**Task to carry out**
According to the text on art institutions and climate change, how many cultural and artistic institutions in Prague signed the joint statement calling for a state of climate emergency?

**Source text**
┄┄┄┄┄┄┄┄┄┄┄┄┄┄┄┄┄┄┄┄

As the world around us – and above all the living conditions that we still take for granted – change, I keep hearing questions regarding the role of visual arts and art institutions ever more frequently from all sides of the scene, in an era that offers hardly any optimistic prospects, anyway. But what should such a transformation of art and art institutions look like? Are all works of art supposed to start addressing the climate change? Are art institutions supposed to hold lectures by environmental scientists? To what extent should artistic creation take into account the production of waste and emissions? These are certainly important issues that should lead to environmentally friendly behavior, but also to behavior that will continue to allow artists to work freely and imaginatively. That is why I am turning my focus mainly on artistic and cultural institutions and try to formulate a new type of institutional criticism.

In the present situation, our efforts to consider the transformations of art and art institutions in the broad context of the art scene and their role as part of socio-political relations play an increasingly important role. The burden of responsibility should not fall on individual authors, teachers or individual cultural workers in galleries and museums. The responsibility for decisions that can lead to mitigating the impact of climate change lies currently in national policy, its ability to act at the transnational level and to correct the influence of large corporate companies, especially in agriculture, energy and burning of fossil fuels. Although these areas may seem distant from what we consider to be art, they cannot be separated. Art presented in institutions requires financial capital, background in the form of access to electricity and the Internet, as well as a favorable political environment that does not censor exhibitions and collections. It also needs material, water, a functional physical place and an audience – things that we take for granted, of course, but that may be at risk in the future.
The aforementioned conditions all change quite rapidly, and we will not be able to mitigate the impact of these changes on our own, unless we work together while being aware of our political options. Therefore, for example, the Appeal of Prague’s cultural institutions to declare a state of climate emergency has been put together and the city councilors and members of the municipal assembly of the City of Prague listened to it at the meeting of the Prague municipal government at the end of April. It inspired a very similar declaration of cultural institutions in Brno. Signed by more than 80 cultural and artistic institutions in Prague alone, the joint statement asked the city council to declare a state of climate emergency and to take the necessary measures to mitigate the effects of global climate change.

State of climate emergency in culture
Of course, declaring a state of climate emergency should not be a mere gesture, but an effort to develop (at the level of institutions, cities, states and international cooperation) a strategic plan for the future. These include, for example, the transition to electricity from renewable sources (contributory organizations of the city or the Ministry of Culture cannot make such a decision themselves), the effort to inform the public about what climate change means (and that it is really happening), introduction of plastic-free, vegetarian/vegan refreshments at cultural events, reducing of emissions (for example by reducing air travel), on reducing of cultural production itself, which is often unmanageable, especially in Prague – in terms of lectures, conferences, exhibitions, performances and other cultural performances. Moreover, the slowdown in production and program generation is not only the result of the environmental appeal, but often appears at different times as a reaction to the accelerated consumption of fine arts typical of the international art scene since the 1960s. However, as we all know, at least on the local art scene, there is a widespread belief that grant committees at municipalities or ministries care more about the numbers of events, lectures and visitors to institutions than about the quality of the program. It is therefore necessary to reduce the number of events on the one hand, but on the other hand to maintain a dialogue with the public and with the state and municipal institutions that call for grant procedures. In both cities (Brno and Prague), negotiations are currently underway between representatives of the cultural community and councilors for culture and the environment, and concrete steps are being discussed that could follow the declaration of a state of climate emergency. One of them is, for example, the implementation of environmentally friendly criteria into the conditions of grant procedures, which should come into force next year in Prague.

┄┄┄┄┄┄┄┄┄┄┄┄┄┄┄┄┄┄┄┄

**Data shown**

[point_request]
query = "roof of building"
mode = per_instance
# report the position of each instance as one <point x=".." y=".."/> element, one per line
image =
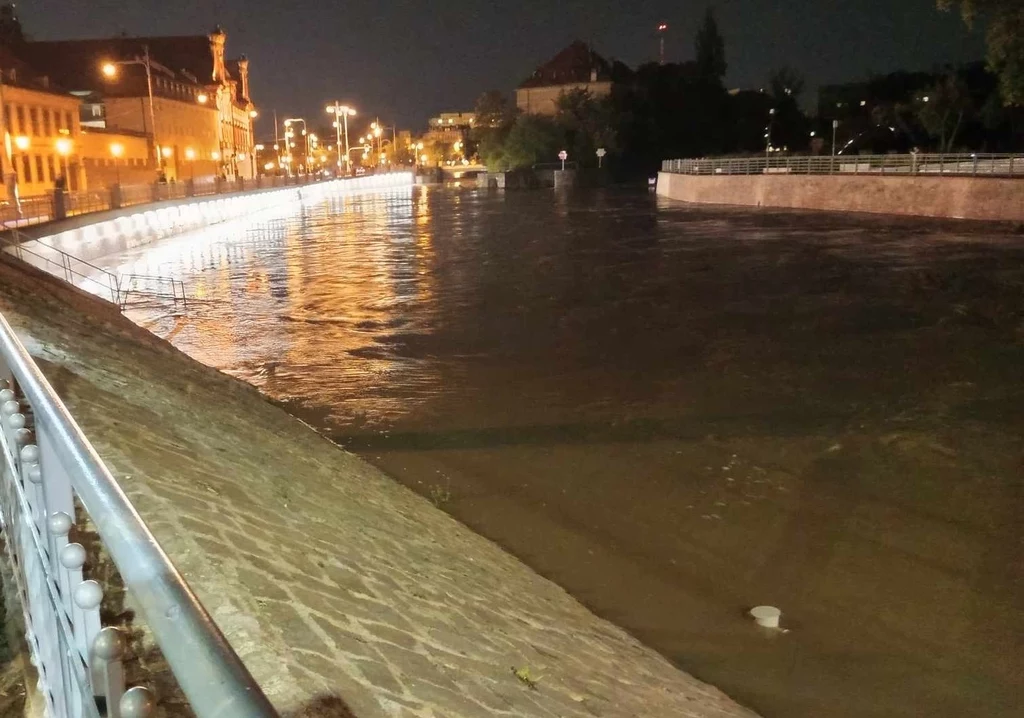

┄┄┄┄┄┄┄┄┄┄┄┄┄┄┄┄┄┄┄┄

**Correct response**
More than 80.